══ Supplied records

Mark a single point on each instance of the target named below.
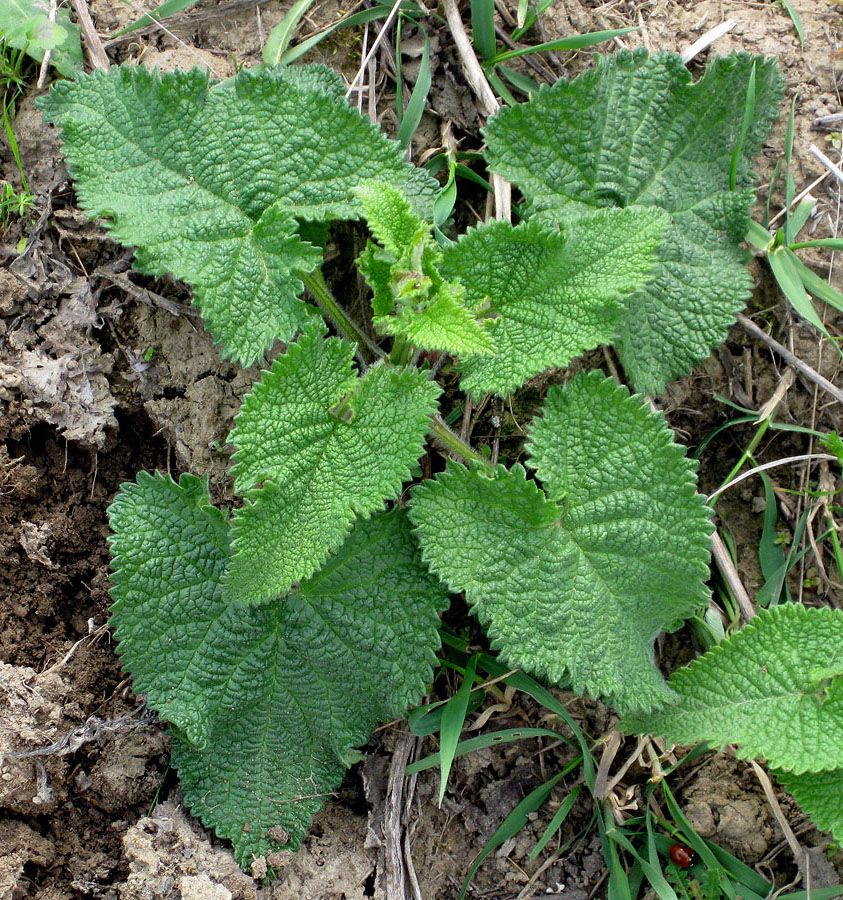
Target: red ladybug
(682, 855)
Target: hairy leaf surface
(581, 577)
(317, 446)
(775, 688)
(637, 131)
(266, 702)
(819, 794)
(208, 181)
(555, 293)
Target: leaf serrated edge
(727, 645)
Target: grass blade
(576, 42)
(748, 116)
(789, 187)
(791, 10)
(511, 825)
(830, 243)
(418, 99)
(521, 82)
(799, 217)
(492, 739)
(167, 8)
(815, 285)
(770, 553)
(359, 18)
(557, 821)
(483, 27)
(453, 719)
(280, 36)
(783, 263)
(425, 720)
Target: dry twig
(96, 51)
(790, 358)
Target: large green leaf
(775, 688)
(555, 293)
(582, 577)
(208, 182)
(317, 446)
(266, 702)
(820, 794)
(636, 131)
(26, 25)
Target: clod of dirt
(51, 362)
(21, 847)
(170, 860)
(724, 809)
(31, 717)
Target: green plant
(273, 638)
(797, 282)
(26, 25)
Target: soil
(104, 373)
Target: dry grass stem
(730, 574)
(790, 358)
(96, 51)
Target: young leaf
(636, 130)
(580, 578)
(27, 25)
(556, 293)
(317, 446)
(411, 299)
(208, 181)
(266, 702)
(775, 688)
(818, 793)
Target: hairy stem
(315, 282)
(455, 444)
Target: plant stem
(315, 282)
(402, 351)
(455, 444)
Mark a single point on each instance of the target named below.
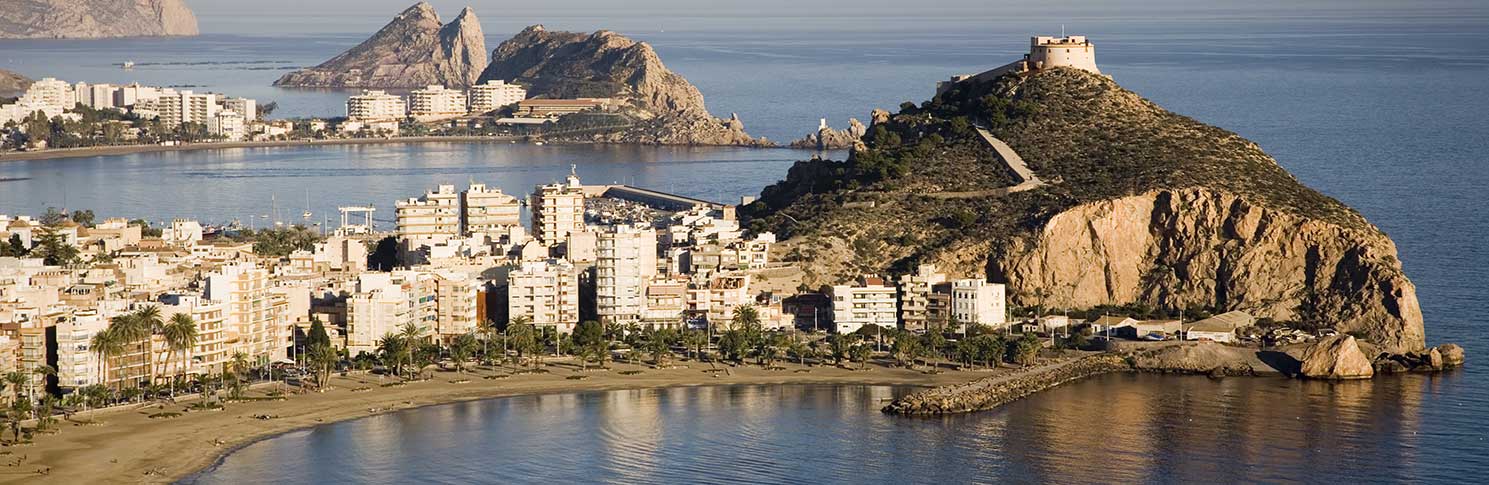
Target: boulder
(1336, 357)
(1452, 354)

════

Your goal ->
Everything from the line with "Target: hairy stem" through the end of the records is to be repeated exactly. The pictures are not.

Solution to this problem ->
Target: hairy stem
(315, 282)
(455, 444)
Target: plant stem
(315, 282)
(402, 351)
(455, 444)
Mark a single point on each instance of the target named below.
Target: boulder
(1336, 357)
(1452, 354)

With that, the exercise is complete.